**Record list**
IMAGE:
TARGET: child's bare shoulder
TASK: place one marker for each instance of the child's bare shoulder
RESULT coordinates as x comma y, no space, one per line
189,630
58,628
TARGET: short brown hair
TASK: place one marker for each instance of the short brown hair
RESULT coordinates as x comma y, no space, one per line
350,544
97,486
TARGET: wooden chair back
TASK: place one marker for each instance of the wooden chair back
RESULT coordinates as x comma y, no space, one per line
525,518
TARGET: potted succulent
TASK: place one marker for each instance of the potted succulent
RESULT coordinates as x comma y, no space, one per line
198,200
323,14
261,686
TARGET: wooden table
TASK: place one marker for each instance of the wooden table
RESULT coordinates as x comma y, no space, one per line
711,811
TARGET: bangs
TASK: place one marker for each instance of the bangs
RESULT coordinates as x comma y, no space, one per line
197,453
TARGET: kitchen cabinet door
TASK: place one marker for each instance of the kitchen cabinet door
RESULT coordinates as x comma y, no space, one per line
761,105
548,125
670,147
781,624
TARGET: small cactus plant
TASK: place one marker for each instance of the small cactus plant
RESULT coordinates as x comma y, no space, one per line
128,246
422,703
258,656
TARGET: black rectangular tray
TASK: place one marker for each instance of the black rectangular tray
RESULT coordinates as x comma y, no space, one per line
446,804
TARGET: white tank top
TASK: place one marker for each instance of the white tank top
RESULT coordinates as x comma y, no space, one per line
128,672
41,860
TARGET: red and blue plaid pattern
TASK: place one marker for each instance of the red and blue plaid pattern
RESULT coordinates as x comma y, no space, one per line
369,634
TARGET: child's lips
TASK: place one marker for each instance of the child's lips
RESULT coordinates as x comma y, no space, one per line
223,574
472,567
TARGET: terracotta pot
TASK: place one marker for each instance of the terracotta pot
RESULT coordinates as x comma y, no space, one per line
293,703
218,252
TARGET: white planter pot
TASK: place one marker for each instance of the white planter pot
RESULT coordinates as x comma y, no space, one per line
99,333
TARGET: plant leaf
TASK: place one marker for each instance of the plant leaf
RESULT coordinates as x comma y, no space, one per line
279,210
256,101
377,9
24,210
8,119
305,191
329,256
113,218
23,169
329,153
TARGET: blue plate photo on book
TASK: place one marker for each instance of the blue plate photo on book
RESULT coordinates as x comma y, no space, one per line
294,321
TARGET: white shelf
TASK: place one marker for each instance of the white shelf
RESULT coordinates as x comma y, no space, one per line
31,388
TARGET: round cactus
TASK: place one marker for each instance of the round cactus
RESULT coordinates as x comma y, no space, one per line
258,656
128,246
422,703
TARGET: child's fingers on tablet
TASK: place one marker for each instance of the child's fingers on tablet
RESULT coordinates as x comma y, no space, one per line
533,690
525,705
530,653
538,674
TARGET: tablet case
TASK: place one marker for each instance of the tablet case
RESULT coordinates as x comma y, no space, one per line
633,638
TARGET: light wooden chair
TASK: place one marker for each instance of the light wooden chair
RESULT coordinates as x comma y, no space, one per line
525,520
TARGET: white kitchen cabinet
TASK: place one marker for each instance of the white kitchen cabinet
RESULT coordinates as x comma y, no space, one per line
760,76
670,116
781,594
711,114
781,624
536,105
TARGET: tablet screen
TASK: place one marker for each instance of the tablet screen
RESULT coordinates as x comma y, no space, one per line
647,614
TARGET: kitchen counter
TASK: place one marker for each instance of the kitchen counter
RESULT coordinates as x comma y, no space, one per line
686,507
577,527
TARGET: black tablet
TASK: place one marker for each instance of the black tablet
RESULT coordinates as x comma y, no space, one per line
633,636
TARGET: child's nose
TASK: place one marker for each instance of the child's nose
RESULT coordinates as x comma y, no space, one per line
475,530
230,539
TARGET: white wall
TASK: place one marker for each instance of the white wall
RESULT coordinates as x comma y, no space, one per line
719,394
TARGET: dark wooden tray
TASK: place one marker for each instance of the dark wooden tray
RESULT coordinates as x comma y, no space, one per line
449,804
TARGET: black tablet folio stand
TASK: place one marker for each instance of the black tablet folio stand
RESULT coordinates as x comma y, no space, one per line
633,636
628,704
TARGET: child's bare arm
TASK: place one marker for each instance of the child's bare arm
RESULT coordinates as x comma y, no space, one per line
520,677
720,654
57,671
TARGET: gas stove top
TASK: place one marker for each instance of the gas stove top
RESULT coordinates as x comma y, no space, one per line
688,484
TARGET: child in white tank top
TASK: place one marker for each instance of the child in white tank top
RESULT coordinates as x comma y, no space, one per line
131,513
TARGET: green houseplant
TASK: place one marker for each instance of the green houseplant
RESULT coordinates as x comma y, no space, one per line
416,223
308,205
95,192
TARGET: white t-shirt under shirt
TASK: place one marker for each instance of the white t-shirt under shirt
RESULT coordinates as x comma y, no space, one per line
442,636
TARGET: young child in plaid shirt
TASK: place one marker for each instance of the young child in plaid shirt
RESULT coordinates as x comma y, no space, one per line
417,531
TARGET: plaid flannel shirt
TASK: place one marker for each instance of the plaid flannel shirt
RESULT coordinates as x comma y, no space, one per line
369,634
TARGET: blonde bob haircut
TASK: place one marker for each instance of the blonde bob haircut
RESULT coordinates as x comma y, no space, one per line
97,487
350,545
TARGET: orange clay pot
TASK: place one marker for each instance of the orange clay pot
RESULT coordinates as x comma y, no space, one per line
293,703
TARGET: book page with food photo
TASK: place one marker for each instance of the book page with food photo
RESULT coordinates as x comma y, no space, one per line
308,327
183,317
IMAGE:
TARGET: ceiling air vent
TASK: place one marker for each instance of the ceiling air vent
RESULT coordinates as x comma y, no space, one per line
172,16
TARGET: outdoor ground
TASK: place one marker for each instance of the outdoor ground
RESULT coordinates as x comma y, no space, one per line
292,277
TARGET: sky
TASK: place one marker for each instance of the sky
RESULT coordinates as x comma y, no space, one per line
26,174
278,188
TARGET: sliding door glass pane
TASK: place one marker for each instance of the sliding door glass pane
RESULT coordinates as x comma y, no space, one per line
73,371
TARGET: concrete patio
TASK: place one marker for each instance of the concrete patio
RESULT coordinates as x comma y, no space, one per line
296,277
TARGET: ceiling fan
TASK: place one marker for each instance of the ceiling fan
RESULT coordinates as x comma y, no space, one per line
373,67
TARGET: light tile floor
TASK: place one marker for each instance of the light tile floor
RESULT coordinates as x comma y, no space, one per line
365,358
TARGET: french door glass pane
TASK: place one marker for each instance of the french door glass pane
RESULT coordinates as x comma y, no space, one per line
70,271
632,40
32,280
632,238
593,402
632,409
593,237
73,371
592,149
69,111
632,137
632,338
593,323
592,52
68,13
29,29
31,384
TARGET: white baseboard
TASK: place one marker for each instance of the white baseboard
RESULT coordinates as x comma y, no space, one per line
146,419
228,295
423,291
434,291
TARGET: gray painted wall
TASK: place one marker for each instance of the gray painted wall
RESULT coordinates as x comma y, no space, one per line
* * *
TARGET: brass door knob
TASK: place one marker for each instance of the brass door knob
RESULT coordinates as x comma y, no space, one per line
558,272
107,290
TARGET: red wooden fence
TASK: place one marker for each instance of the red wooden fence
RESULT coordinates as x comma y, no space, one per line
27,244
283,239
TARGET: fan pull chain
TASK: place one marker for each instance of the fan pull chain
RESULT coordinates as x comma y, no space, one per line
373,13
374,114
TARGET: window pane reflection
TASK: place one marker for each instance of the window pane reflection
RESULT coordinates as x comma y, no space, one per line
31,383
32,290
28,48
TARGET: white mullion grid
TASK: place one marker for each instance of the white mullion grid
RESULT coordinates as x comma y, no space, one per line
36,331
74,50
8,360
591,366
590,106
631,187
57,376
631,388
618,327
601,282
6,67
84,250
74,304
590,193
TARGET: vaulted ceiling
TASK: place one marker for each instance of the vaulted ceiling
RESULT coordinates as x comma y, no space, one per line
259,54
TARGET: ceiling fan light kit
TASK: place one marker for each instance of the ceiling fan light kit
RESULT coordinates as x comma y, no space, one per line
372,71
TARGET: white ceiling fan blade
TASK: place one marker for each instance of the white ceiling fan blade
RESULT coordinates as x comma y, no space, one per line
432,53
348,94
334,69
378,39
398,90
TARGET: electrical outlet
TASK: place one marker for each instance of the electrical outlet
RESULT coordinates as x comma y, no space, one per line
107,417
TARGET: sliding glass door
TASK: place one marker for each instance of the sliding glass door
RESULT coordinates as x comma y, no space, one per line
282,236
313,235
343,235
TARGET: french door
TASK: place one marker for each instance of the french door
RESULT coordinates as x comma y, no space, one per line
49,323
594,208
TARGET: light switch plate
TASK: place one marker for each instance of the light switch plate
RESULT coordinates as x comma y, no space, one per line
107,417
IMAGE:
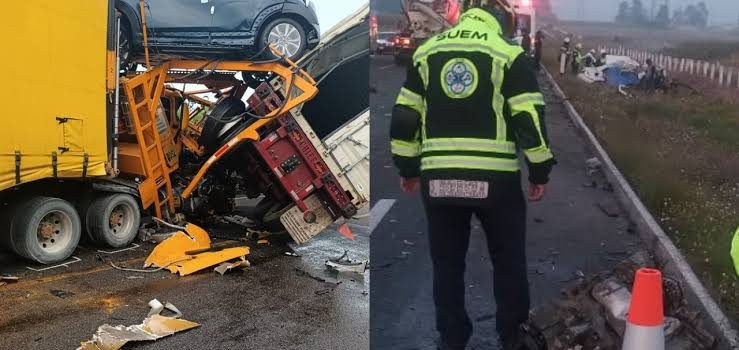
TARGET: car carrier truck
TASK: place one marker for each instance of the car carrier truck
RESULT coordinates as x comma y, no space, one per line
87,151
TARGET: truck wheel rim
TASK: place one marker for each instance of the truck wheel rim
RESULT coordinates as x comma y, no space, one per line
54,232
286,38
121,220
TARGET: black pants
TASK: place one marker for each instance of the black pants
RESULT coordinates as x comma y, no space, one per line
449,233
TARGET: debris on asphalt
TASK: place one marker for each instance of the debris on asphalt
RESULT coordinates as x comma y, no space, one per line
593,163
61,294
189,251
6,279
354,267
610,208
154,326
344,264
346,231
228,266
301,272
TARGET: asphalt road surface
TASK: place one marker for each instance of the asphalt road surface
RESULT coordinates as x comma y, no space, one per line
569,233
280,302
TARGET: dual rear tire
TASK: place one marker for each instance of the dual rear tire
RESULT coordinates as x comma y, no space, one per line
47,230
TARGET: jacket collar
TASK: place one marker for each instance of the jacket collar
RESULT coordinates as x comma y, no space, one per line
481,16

**Exercise instructions**
Count the lines in the entries above that contain the word "leaf", with case counting, and reply with only the number.

**Solution for this problem**
2